> [Required work]: Count the lines in the listing below that contain the string "phrase" and give only that number.

> [Exercise inputs]:
*-*-*
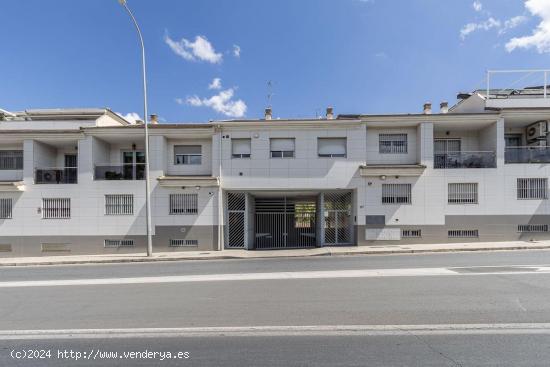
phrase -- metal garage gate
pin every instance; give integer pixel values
*-*-*
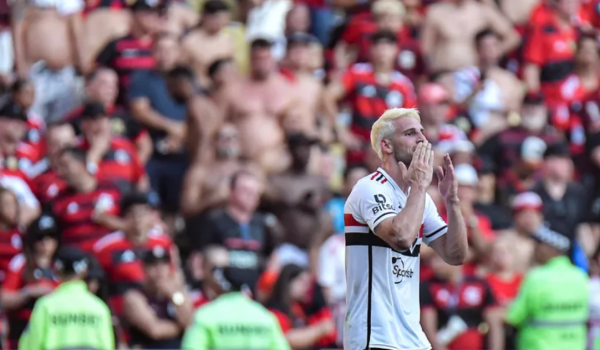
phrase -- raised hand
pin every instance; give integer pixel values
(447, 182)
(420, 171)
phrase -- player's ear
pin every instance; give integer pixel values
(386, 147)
*-*-*
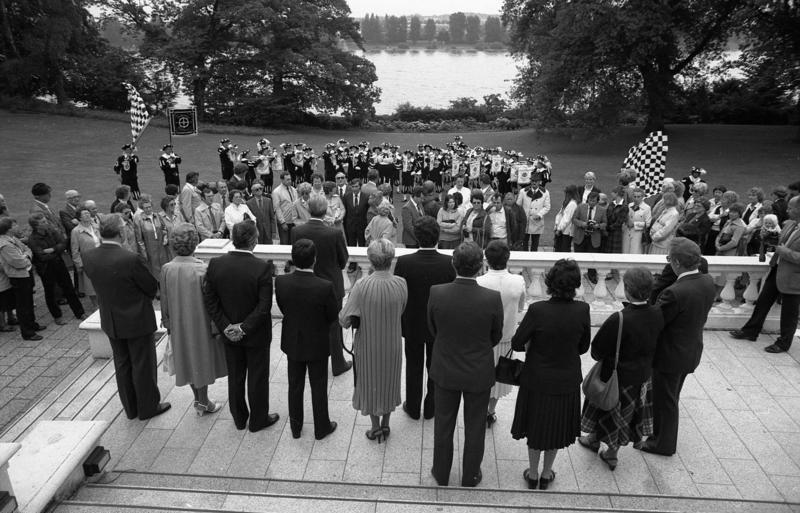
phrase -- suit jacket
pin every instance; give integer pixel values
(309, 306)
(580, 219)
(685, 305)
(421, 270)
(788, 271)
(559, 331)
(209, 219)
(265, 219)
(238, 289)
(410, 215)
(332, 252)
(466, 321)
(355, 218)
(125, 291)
*-*-*
> [Expected output]: 4